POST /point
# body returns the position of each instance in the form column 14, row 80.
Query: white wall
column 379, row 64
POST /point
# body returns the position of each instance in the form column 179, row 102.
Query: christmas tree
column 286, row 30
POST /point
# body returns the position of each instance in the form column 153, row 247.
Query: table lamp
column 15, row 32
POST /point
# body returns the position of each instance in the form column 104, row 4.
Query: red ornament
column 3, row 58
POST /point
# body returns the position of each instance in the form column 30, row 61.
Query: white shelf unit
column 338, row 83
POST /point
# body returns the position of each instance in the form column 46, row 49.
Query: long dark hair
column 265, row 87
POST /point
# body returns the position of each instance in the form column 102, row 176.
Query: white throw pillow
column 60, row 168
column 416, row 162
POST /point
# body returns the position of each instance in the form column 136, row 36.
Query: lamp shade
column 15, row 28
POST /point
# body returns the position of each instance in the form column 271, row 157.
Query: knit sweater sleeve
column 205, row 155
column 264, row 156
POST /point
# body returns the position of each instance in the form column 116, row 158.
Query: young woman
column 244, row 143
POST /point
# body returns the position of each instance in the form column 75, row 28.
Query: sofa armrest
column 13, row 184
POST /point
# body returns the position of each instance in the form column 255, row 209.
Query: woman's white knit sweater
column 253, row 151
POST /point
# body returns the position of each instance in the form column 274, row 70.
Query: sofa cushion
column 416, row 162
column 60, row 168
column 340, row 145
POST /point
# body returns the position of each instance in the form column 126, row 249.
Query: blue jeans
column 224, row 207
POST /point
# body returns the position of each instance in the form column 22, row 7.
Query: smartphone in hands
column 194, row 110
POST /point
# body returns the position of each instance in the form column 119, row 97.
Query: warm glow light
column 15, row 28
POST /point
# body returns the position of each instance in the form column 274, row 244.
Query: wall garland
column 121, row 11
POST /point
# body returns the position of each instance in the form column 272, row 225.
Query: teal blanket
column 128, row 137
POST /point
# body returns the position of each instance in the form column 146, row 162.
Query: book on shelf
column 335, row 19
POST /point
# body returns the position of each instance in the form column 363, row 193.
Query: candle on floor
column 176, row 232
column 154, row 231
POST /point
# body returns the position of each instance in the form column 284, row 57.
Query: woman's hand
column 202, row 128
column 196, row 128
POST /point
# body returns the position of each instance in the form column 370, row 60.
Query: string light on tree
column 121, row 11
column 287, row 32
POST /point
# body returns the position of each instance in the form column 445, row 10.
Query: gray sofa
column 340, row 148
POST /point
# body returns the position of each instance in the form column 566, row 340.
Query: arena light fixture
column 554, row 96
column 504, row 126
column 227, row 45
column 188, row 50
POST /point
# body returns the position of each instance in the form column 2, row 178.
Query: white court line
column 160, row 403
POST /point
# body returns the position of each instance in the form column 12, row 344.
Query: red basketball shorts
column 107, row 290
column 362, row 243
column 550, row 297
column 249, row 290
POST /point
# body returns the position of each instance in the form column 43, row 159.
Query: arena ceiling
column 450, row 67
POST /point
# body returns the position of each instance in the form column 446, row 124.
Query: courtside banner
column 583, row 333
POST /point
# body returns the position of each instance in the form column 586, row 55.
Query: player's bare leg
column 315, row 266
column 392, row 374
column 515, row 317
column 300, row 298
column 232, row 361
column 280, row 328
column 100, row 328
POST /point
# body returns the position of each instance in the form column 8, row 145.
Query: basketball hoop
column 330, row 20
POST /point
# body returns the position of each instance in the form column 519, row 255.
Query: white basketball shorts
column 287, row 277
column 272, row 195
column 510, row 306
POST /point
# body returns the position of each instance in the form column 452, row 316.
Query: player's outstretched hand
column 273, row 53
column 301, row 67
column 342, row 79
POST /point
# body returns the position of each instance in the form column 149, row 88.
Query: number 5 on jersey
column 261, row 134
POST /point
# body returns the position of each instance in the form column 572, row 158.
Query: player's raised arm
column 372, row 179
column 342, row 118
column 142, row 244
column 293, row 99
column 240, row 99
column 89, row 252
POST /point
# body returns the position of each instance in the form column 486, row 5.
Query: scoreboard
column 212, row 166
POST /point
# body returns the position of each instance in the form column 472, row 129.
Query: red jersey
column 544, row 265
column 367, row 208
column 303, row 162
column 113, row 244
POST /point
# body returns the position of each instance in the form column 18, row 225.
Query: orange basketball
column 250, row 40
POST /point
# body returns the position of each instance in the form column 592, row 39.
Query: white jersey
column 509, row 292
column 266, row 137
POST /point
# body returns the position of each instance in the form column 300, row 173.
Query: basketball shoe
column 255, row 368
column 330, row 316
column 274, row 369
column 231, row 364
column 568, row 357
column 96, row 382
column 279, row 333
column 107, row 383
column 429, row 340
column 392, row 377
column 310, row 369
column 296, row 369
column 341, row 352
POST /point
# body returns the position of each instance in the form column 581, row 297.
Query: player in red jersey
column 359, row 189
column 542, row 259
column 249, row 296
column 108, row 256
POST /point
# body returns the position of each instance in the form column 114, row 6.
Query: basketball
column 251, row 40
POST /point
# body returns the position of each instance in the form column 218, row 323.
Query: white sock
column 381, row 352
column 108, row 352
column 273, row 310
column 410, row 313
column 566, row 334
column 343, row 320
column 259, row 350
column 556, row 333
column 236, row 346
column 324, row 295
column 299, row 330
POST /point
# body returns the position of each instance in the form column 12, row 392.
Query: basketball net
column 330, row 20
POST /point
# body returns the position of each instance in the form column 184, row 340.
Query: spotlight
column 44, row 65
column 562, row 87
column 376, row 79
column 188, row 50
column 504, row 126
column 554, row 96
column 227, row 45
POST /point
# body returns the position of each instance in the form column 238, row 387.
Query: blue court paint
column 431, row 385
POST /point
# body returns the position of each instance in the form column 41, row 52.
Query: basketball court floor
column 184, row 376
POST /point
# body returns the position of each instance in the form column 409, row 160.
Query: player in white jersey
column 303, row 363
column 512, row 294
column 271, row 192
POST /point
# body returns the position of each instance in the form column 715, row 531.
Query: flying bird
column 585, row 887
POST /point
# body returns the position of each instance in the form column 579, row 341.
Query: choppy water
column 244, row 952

...

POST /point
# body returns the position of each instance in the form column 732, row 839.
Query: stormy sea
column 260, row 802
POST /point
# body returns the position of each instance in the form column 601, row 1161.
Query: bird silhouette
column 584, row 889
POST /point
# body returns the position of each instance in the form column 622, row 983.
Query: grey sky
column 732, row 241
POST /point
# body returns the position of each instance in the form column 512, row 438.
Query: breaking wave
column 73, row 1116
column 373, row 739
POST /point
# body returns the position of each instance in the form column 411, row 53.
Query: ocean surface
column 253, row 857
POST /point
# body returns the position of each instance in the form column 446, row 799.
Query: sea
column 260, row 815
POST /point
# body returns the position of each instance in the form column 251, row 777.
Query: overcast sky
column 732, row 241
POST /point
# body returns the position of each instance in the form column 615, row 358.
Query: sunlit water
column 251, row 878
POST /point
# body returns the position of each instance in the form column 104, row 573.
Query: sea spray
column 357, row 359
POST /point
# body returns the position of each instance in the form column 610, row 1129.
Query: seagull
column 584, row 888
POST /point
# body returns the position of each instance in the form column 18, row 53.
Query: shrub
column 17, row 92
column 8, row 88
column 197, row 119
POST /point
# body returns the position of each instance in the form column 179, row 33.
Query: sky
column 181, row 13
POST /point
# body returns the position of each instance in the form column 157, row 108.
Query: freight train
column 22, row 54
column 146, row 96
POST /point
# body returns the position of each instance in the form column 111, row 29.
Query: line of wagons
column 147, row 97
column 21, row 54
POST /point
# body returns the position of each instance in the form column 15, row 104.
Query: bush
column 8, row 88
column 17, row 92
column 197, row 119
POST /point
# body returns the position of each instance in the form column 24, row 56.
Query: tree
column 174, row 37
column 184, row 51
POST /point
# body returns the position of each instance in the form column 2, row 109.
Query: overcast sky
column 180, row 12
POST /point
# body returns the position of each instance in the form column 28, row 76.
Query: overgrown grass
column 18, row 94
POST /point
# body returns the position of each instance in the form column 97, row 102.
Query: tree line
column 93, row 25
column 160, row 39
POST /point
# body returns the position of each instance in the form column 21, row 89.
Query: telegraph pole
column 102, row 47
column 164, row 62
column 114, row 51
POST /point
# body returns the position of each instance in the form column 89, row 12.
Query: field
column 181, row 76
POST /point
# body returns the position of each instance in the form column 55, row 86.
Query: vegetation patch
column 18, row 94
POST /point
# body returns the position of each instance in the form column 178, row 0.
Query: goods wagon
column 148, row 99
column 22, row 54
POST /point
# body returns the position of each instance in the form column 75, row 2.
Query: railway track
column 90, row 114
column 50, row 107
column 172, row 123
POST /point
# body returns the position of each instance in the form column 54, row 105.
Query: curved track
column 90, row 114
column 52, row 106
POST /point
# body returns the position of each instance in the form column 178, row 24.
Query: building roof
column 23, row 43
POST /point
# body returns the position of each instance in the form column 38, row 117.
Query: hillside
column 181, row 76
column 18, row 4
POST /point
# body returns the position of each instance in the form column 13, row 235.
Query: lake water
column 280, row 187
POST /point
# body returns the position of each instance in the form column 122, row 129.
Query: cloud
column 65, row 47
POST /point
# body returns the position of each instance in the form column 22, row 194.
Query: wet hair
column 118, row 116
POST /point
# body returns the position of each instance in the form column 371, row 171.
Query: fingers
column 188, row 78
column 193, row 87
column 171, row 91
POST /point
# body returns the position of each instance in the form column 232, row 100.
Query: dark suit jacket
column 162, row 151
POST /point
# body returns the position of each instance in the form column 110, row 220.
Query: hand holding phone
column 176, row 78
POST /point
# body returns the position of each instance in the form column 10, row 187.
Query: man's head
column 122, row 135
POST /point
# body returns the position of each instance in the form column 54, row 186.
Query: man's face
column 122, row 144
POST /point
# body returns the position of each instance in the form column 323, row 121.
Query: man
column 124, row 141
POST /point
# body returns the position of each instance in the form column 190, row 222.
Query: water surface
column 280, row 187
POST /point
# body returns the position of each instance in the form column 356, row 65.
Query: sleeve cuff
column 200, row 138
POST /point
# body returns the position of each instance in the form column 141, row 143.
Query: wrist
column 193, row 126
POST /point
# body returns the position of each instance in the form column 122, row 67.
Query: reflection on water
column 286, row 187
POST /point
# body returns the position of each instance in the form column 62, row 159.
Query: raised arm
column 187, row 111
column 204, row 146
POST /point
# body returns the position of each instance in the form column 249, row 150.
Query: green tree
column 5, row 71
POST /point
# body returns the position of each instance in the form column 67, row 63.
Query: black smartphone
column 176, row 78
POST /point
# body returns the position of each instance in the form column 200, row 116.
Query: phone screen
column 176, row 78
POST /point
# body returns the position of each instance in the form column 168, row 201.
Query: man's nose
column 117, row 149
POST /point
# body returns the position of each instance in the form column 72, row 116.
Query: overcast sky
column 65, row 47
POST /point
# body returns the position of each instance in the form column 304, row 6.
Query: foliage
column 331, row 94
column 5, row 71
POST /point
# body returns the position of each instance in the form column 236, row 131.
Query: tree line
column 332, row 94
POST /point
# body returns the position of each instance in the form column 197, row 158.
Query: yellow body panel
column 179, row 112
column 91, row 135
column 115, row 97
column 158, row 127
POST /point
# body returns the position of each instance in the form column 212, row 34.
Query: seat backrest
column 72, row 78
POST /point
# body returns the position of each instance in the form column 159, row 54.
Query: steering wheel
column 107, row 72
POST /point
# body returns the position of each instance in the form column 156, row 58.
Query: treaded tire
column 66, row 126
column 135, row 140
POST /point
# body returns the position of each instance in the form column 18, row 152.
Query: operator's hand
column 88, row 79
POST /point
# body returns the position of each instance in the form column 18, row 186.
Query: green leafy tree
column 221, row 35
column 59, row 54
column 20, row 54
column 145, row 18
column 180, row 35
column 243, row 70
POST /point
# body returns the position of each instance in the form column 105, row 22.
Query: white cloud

*ASSIGNED TASK:*
Only the lines above starting with the one with "512, row 438." and going through the one with "446, row 799." are to be copied, word for word and with both ends kept.

*THE COMPLETED TASK:*
# body returns the position of each instance in the form column 512, row 438.
Query: breaking wave
column 73, row 1116
column 373, row 739
POST /point
# body returns the position of each instance in the form column 411, row 53.
Query: ocean surface
column 253, row 857
POST /point
# body returns the position of each instance in the form column 446, row 799.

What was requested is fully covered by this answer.